- _PROBLEM TO WORK ON_: Once the line with "Query: molting penguin" is found in the data, output it and each following line exactly, up to and including the line with "white penguin breast", and nothing before or after.

- _DATASET EXTRACT_:
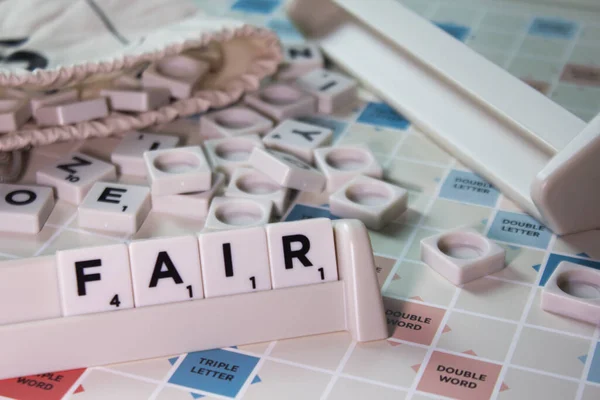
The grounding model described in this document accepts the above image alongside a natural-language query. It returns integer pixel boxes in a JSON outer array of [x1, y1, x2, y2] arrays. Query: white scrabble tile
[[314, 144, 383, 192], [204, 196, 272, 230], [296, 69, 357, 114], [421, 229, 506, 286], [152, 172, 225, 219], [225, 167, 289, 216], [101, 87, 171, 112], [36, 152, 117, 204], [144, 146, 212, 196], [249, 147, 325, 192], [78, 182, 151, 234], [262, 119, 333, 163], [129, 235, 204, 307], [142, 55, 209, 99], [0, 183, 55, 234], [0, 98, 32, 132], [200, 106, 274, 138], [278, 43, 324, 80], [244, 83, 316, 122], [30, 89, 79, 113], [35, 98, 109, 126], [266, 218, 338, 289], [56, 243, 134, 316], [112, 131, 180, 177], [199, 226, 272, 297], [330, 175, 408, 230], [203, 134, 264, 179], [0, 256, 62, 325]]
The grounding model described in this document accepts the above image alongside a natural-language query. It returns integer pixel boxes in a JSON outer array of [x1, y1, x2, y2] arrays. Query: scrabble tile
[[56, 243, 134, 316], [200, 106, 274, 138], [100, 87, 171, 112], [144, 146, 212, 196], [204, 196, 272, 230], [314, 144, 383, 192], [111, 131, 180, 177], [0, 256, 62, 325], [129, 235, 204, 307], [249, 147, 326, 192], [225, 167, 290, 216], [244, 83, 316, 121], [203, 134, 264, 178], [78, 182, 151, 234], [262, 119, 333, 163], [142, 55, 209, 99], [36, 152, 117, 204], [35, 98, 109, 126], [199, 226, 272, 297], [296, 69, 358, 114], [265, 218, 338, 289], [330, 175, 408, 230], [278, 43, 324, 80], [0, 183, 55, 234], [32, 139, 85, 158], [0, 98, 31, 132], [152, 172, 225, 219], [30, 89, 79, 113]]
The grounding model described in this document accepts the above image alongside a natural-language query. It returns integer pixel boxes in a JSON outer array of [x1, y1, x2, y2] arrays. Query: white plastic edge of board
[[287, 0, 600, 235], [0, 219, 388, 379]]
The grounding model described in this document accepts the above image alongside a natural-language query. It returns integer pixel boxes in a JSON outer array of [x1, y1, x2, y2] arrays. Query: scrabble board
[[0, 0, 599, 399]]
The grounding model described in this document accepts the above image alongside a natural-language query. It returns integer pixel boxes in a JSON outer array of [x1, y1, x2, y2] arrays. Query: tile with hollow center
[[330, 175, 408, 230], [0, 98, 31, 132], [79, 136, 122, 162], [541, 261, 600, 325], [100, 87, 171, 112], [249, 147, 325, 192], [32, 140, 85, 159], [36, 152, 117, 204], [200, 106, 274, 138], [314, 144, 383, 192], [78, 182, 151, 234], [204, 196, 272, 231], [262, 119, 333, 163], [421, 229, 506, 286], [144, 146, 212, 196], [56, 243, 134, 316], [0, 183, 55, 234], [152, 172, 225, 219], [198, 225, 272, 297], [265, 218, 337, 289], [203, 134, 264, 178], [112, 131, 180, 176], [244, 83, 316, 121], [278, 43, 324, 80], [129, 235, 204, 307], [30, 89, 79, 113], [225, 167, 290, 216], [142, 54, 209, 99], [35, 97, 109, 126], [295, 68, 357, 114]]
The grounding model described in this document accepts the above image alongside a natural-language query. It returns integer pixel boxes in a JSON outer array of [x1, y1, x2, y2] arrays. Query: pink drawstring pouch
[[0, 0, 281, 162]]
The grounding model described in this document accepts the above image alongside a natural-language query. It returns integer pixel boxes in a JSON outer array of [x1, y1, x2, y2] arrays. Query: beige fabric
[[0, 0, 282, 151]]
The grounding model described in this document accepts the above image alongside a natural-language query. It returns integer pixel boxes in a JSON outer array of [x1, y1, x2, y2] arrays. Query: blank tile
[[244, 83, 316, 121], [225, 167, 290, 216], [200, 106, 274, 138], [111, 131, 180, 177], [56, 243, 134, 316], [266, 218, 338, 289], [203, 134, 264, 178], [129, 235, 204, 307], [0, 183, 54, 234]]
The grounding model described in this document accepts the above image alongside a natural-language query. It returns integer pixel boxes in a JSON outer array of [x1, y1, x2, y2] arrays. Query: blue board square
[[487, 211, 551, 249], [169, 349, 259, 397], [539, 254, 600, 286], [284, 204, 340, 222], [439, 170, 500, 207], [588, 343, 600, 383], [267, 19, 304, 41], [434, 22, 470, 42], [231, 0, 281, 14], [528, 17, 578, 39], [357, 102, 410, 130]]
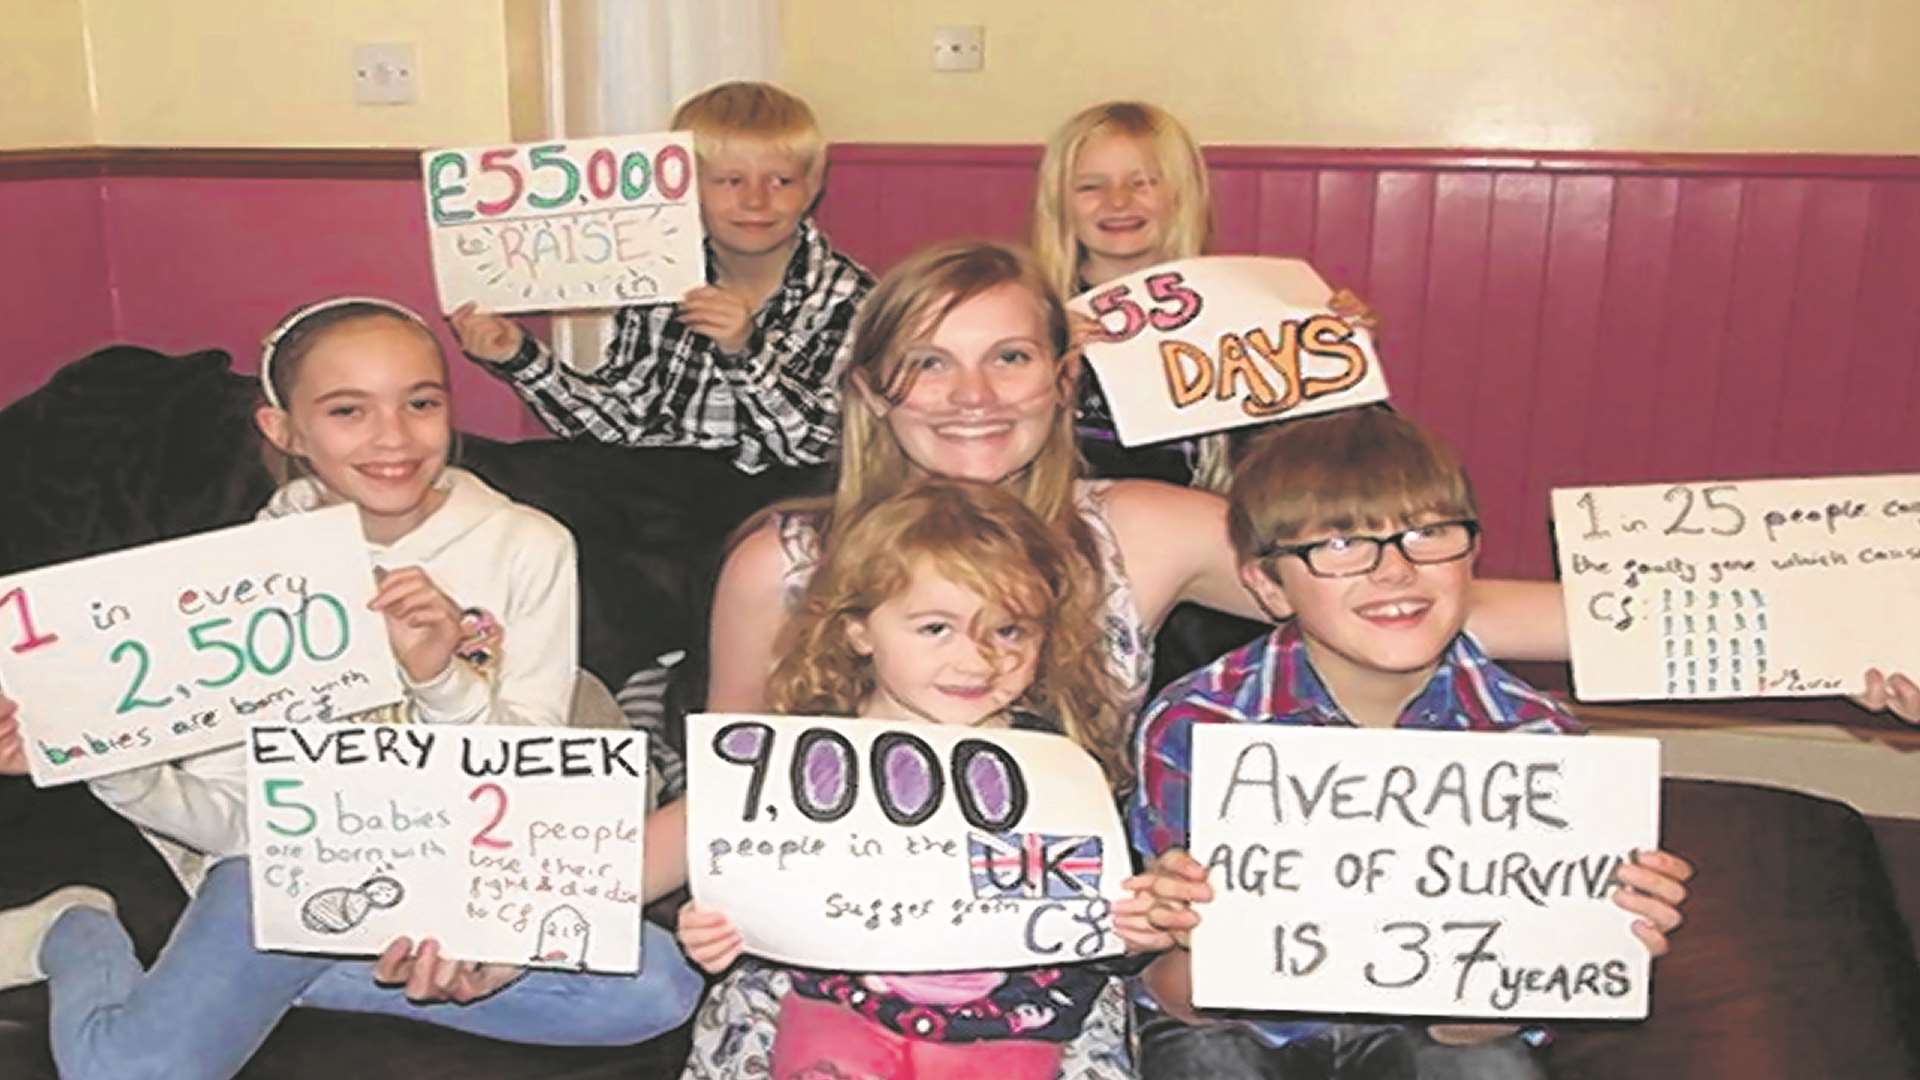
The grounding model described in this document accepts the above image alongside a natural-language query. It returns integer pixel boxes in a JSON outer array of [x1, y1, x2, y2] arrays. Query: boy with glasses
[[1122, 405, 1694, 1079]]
...
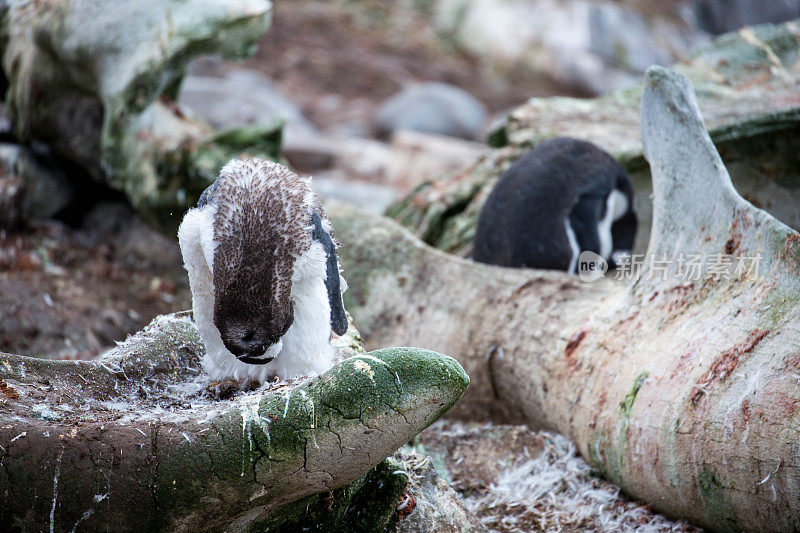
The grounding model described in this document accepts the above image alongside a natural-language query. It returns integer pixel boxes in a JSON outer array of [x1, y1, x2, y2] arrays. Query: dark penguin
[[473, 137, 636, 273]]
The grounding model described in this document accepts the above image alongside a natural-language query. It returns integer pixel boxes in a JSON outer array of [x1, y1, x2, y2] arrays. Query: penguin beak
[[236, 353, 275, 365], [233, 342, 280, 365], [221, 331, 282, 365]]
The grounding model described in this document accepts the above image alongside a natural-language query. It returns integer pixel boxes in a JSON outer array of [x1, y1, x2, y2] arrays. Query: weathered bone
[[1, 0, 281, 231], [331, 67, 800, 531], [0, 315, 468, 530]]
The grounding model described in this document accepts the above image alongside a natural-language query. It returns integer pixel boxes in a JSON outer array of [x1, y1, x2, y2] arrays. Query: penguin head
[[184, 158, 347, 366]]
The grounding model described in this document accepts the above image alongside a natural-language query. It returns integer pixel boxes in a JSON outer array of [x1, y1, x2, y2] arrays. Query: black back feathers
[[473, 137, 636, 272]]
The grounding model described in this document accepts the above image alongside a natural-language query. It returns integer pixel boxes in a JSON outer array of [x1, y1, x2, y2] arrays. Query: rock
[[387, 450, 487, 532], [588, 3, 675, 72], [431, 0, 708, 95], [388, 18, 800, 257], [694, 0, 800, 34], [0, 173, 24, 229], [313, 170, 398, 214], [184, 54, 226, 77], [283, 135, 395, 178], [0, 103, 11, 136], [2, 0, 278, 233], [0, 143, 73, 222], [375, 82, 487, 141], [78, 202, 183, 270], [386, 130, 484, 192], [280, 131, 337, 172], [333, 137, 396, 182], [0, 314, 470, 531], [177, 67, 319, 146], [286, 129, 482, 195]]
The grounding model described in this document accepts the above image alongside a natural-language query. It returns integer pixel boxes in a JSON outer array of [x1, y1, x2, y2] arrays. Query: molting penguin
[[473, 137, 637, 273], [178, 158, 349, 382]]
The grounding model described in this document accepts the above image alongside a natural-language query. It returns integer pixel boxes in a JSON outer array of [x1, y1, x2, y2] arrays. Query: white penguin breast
==
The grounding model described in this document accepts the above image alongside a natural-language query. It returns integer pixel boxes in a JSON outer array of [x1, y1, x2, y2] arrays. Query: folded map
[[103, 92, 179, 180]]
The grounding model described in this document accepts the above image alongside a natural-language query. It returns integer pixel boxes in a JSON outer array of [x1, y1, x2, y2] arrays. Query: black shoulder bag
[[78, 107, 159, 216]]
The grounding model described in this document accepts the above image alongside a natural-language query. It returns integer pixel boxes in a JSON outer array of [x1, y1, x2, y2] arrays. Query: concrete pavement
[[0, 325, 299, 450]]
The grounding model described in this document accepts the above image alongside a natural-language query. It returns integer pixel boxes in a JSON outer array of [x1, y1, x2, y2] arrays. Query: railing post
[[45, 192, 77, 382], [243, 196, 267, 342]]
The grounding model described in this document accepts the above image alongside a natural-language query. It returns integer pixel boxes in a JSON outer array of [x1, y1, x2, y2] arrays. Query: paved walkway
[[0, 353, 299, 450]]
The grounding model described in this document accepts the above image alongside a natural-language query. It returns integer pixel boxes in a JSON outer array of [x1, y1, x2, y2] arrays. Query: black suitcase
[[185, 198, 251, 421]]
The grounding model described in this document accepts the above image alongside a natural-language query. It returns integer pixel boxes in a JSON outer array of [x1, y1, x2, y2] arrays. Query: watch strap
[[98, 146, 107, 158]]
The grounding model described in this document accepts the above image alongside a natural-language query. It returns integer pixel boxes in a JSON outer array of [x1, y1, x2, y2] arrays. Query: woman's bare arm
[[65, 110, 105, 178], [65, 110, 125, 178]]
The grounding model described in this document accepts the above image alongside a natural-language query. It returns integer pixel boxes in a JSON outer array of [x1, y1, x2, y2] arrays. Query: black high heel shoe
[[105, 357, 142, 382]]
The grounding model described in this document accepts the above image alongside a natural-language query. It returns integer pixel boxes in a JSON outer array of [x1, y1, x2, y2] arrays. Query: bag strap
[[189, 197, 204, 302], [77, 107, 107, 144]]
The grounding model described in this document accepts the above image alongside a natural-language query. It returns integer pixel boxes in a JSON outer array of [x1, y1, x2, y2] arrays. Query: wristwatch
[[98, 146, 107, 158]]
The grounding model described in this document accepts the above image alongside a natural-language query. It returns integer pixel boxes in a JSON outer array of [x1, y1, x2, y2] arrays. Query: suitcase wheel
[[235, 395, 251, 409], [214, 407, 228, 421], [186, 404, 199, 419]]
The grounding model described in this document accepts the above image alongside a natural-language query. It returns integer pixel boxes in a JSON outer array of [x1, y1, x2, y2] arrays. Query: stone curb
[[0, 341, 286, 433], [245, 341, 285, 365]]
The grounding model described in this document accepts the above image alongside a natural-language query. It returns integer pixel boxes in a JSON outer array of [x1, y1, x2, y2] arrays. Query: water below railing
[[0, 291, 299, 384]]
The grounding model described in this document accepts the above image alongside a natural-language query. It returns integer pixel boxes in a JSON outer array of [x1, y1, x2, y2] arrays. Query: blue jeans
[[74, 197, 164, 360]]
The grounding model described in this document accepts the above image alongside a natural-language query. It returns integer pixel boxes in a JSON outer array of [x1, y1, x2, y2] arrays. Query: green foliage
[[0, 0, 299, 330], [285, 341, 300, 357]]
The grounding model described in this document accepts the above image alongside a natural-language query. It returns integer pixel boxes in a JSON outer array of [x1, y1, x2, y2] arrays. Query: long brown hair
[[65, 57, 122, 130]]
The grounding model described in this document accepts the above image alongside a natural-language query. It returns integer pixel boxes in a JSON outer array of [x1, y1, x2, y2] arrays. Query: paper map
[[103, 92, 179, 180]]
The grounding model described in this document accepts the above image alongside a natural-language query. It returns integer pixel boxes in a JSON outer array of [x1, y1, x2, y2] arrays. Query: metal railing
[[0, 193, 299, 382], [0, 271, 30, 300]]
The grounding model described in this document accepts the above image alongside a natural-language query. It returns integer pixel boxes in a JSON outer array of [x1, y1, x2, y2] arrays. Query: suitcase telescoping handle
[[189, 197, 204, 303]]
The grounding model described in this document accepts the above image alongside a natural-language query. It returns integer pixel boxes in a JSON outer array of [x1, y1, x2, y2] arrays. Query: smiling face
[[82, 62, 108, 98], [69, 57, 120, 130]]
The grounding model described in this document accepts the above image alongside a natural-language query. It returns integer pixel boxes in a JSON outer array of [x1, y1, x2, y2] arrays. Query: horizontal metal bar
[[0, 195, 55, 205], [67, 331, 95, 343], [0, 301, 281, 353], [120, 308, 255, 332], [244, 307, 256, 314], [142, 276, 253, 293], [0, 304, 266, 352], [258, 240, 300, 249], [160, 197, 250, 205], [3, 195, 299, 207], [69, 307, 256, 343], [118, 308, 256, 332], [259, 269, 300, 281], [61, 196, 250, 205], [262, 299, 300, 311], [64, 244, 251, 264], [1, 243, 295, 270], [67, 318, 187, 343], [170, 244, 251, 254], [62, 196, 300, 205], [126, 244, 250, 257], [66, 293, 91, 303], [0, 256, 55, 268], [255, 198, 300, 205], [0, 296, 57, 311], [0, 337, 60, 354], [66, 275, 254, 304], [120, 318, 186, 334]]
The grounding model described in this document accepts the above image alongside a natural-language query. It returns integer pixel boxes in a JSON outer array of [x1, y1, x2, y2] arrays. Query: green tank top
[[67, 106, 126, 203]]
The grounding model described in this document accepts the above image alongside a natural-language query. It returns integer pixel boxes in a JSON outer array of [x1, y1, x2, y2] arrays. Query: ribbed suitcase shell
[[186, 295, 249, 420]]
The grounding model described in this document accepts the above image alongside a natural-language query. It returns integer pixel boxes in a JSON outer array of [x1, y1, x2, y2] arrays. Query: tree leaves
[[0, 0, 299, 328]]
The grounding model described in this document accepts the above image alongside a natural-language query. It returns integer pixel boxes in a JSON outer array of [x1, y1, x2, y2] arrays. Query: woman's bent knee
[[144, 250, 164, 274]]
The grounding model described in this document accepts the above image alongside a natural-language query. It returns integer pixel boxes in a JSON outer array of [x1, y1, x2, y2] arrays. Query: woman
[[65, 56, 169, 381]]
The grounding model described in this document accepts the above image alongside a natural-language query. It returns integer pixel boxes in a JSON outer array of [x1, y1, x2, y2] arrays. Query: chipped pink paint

- _WORKED SOLUTION_:
The grounding model described in this document accepts the above image alongside a natural-language query. It returns integer pixel boxes in a JSON outer array of [x1, y1, x2, y2] arrays. Query: molting penguin
[[473, 137, 637, 273], [178, 158, 349, 382]]
The grounding model described in this document accepts the above image alongside a natural-language query. It returns integer pixel boxes in a JSON outer array of [x1, y1, x2, y2] arrays. Query: white penguin breast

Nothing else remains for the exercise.